• [What to work on] Which lines in the listing below contain the string "building", with matching case? Copy each of them out in full.

• [Provided information]
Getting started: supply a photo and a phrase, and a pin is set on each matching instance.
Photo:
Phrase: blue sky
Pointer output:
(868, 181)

---

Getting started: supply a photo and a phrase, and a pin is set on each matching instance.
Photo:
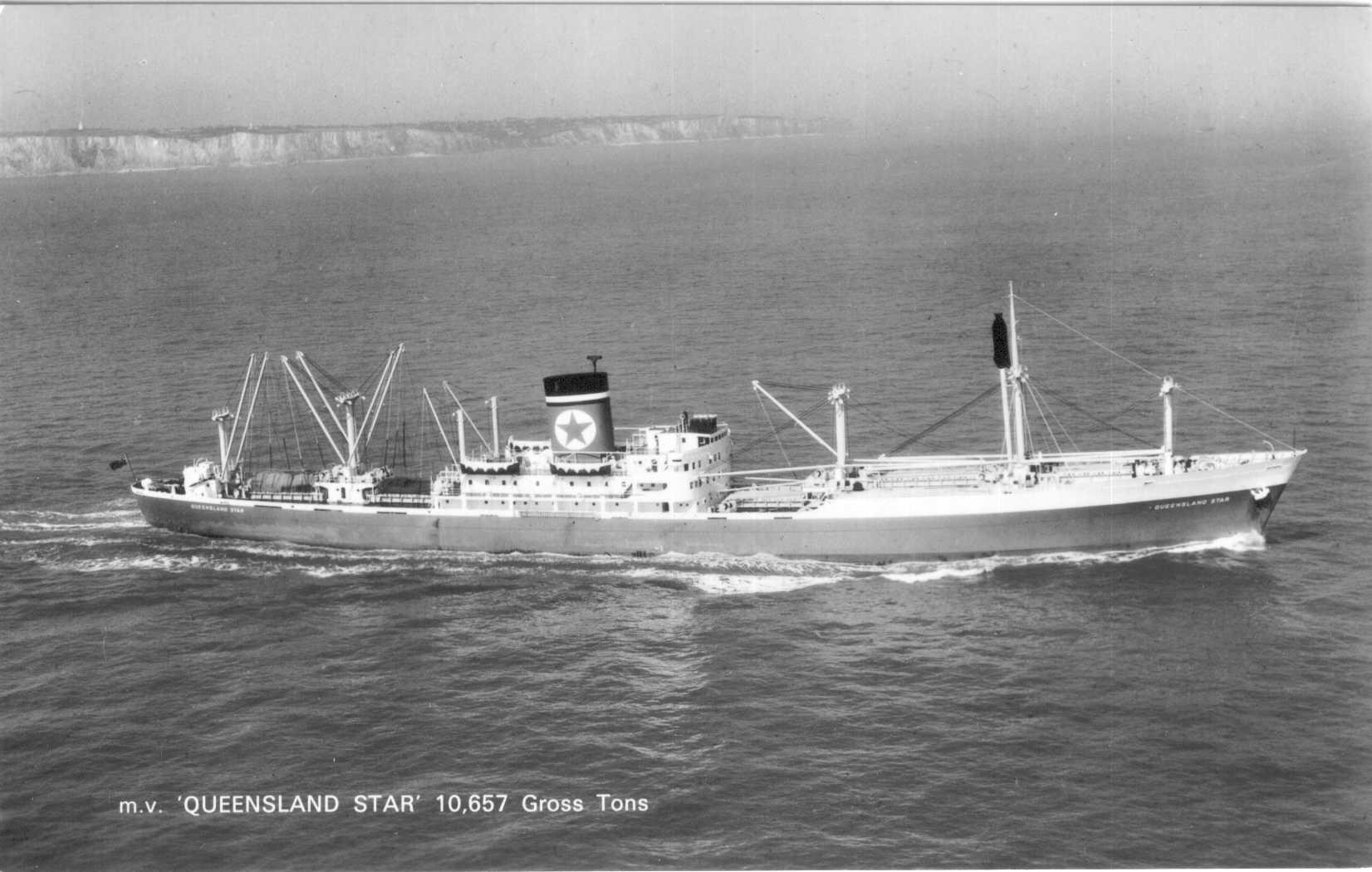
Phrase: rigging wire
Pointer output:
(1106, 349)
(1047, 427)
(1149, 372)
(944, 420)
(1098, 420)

==

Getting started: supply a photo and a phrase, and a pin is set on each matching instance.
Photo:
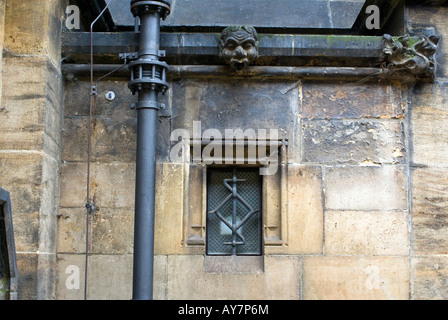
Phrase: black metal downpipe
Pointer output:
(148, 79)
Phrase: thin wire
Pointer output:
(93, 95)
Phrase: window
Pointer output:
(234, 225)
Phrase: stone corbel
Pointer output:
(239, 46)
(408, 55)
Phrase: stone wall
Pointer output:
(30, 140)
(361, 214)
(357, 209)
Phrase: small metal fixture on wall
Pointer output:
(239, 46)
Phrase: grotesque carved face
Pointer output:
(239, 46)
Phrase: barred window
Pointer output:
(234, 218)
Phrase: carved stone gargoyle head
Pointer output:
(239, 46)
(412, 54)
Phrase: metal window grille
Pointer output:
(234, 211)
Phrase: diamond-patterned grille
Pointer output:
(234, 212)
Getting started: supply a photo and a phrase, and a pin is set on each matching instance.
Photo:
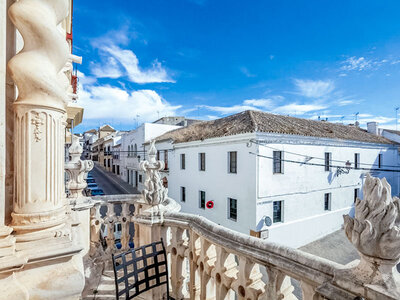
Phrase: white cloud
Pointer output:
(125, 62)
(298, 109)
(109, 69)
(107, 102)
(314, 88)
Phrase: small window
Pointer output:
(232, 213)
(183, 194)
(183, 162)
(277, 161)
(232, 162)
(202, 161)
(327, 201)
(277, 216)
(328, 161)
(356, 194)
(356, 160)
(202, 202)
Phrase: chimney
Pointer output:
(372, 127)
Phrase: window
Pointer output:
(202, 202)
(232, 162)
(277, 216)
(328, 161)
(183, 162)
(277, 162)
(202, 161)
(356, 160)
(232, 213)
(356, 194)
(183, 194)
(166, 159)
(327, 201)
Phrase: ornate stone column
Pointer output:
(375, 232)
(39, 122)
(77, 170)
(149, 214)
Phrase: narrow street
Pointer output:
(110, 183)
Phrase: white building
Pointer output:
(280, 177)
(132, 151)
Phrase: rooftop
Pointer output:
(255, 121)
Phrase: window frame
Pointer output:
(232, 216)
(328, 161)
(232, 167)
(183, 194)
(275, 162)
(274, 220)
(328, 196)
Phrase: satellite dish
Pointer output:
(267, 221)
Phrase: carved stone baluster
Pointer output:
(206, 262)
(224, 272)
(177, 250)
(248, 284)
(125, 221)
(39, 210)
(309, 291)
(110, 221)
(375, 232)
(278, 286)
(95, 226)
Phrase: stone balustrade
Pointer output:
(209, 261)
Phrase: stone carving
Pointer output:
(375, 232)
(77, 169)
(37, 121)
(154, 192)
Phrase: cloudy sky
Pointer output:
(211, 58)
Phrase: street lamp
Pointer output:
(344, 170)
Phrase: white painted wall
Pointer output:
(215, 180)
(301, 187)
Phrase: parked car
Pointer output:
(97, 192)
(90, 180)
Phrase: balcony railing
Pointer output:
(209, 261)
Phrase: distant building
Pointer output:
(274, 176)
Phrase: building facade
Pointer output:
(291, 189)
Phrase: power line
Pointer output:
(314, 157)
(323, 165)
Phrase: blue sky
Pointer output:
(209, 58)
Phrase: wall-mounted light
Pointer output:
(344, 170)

• [Answer to the problem]
Phrase: white building
Phrase: distant building
Phrase: building facade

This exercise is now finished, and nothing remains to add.